[Work request] Somewhere below are a line with "hinge in this photo" and a later line with "lol ok ignore the mess but can u find the recessed". Output exactly those lines and all lines between them.
+++
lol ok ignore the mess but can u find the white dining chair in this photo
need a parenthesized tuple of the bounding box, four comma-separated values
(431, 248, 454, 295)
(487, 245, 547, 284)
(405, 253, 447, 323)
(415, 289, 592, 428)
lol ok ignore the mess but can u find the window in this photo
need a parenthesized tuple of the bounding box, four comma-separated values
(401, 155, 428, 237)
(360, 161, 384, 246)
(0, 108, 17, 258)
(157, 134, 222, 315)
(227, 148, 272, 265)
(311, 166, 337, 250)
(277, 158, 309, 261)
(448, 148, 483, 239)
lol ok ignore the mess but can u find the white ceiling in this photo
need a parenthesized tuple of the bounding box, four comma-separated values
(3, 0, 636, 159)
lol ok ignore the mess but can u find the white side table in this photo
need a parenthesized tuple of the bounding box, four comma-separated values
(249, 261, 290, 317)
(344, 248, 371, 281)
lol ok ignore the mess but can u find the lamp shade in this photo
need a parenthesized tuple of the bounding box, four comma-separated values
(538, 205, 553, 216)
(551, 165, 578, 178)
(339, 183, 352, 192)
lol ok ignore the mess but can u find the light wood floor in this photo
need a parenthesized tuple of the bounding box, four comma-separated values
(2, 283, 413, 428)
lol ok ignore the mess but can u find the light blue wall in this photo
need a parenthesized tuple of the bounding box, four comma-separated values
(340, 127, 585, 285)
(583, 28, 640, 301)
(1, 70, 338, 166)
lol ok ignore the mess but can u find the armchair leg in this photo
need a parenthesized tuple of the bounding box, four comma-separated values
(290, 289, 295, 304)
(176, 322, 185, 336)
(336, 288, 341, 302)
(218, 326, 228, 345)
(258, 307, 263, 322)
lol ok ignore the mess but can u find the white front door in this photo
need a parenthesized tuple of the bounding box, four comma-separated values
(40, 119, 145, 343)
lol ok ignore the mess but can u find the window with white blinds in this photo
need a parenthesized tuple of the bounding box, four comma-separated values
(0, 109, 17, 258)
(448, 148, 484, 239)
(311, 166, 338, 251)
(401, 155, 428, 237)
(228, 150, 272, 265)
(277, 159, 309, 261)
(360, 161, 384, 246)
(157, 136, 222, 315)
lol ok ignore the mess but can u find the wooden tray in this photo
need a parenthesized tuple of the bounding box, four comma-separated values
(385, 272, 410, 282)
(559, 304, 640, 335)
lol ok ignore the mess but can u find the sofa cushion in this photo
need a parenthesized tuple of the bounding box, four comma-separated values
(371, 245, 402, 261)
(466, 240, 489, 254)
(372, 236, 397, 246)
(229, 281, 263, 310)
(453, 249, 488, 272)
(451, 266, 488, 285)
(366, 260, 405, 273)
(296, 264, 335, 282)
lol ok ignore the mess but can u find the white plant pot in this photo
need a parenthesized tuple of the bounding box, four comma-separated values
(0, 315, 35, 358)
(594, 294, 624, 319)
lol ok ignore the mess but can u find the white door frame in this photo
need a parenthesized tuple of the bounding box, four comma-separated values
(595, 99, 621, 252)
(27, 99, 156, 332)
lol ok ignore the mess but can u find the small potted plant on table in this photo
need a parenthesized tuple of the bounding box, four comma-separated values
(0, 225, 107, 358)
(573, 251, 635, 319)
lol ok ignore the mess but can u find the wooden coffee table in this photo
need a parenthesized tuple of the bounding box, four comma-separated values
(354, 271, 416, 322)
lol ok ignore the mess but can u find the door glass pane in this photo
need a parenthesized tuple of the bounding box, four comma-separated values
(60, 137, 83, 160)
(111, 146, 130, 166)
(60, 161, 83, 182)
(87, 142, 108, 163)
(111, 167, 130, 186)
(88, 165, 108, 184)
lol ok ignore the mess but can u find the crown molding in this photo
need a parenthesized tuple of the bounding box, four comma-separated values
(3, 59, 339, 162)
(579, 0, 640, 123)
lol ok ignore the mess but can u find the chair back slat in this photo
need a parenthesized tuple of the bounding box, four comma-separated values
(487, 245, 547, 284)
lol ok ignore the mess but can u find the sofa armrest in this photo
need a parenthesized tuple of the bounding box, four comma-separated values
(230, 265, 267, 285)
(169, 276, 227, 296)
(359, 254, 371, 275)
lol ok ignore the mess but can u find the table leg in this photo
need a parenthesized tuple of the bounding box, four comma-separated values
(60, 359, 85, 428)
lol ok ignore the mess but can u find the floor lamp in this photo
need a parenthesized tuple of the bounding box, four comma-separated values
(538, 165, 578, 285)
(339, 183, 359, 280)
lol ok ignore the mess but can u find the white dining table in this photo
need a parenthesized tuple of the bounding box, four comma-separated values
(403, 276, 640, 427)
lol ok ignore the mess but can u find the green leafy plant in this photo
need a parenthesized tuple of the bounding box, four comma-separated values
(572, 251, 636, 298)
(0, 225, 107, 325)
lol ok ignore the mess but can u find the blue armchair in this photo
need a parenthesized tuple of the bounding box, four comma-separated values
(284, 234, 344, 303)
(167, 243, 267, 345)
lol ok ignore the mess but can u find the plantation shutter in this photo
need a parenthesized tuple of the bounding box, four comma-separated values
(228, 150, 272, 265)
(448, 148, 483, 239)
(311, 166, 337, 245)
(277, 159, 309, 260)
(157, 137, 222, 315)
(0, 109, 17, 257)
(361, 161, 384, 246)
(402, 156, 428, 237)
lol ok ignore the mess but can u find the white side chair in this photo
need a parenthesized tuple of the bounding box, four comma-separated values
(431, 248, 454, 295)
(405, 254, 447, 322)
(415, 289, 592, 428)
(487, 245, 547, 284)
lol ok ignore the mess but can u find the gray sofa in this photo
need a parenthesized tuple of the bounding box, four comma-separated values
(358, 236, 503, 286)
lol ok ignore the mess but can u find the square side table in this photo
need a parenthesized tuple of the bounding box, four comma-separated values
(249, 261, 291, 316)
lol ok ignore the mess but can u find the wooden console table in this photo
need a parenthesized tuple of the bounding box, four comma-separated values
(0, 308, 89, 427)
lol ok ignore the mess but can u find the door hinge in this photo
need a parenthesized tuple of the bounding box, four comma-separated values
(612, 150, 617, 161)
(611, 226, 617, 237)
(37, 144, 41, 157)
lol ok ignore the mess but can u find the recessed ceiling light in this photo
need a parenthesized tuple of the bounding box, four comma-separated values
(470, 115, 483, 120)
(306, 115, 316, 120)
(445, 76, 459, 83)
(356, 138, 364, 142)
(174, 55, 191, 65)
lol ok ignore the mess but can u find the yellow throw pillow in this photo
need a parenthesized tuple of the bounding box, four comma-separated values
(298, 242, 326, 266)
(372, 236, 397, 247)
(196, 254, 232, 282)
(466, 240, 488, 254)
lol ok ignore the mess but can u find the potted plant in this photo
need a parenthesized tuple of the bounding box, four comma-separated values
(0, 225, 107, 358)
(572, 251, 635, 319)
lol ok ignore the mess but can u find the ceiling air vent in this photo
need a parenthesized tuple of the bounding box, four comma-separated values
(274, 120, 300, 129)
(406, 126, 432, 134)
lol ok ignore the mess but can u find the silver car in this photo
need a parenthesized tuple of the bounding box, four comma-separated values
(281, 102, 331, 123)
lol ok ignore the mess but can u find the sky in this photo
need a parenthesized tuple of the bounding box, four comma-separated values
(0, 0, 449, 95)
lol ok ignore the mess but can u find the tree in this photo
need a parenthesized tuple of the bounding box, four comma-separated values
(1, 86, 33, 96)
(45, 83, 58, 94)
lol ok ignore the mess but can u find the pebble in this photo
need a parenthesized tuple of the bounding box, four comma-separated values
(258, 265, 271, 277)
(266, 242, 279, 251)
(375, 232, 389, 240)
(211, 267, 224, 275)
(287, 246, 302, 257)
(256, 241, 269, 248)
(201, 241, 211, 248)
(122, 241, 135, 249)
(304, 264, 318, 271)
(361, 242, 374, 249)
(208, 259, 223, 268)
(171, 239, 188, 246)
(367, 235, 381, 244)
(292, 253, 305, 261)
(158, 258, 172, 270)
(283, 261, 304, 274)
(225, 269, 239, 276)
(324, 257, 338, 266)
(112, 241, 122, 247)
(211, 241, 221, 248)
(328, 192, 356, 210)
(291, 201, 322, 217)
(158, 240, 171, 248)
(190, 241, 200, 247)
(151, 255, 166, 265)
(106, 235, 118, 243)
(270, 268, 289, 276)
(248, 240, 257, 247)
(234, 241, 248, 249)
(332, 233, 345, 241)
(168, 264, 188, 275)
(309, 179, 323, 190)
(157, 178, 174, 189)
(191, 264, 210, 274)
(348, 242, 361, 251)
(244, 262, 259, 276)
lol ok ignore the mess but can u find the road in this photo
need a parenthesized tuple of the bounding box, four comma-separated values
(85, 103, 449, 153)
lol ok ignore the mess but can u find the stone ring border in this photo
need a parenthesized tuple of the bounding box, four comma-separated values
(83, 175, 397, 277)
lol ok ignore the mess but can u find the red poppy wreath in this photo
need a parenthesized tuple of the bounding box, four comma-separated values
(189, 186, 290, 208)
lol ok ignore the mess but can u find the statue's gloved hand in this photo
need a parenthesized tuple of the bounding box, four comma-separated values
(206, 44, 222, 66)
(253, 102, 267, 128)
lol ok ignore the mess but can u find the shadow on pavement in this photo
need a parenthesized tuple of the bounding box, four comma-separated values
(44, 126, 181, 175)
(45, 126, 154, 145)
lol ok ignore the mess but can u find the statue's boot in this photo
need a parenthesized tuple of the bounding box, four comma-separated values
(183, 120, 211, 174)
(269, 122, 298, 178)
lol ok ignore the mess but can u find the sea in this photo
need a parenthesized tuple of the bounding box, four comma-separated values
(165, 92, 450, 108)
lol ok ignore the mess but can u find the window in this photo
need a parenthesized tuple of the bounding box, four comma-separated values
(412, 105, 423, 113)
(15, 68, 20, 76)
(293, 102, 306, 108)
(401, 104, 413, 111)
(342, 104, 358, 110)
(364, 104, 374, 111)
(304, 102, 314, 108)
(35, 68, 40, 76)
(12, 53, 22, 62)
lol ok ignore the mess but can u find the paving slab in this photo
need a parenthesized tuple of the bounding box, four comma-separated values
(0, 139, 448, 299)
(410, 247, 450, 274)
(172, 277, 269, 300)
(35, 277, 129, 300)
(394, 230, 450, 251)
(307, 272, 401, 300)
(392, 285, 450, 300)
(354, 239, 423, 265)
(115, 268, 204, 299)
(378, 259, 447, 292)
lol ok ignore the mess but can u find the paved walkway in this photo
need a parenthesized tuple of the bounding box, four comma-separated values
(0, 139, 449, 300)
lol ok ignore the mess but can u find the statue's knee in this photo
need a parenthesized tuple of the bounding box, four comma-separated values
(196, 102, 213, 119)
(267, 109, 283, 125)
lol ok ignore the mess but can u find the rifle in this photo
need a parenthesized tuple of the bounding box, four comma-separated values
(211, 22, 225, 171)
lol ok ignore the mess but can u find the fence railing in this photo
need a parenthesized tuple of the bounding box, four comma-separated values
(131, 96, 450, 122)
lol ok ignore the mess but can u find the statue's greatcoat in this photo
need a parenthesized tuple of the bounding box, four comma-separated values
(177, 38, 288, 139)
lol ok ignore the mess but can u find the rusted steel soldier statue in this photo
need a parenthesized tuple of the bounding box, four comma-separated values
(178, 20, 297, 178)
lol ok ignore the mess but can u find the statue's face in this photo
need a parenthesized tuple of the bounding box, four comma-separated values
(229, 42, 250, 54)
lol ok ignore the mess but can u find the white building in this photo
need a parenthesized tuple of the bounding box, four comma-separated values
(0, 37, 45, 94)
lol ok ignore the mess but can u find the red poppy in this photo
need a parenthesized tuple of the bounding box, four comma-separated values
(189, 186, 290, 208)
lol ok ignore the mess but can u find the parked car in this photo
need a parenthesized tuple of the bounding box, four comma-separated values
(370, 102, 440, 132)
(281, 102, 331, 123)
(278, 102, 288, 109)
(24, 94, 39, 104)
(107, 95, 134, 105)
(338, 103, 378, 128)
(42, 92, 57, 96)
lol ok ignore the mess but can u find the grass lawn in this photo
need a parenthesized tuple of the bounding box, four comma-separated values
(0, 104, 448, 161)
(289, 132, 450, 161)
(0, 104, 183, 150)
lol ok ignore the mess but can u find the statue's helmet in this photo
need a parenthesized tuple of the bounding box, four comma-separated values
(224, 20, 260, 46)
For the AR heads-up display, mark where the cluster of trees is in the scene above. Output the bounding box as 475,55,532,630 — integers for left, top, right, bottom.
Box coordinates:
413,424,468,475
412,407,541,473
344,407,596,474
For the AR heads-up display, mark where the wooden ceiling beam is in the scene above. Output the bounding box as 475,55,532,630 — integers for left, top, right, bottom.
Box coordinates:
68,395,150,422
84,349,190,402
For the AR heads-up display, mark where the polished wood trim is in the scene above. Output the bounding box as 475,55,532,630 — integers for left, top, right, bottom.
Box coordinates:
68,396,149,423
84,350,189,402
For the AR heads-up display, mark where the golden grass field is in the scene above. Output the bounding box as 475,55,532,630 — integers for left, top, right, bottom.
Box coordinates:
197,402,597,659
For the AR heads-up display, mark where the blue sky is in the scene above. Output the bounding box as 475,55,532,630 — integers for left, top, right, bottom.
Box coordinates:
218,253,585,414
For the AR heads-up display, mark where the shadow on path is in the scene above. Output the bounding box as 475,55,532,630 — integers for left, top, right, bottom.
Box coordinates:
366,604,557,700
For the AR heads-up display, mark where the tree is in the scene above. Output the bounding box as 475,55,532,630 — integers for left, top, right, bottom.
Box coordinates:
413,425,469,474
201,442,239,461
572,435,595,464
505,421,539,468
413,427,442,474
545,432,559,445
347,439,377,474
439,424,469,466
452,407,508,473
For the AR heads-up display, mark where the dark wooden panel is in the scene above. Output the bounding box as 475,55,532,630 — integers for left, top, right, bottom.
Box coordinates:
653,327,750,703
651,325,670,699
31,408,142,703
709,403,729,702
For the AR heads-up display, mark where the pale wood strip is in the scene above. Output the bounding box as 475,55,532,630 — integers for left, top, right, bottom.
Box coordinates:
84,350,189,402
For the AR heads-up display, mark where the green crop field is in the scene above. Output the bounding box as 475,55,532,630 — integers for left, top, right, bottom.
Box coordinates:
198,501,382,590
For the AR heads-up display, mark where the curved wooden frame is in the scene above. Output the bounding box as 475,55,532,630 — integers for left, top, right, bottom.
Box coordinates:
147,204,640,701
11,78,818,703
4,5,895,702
+++
[Written response]
lol ok ignore the mess but can u find the door hinge in this photo
need a parenthesized tuple of the bounding box, four comma-separated values
(612, 150, 617, 161)
(611, 226, 617, 237)
(37, 144, 41, 157)
lol ok ignore the mess but can u find the recessed ceiling light in this photo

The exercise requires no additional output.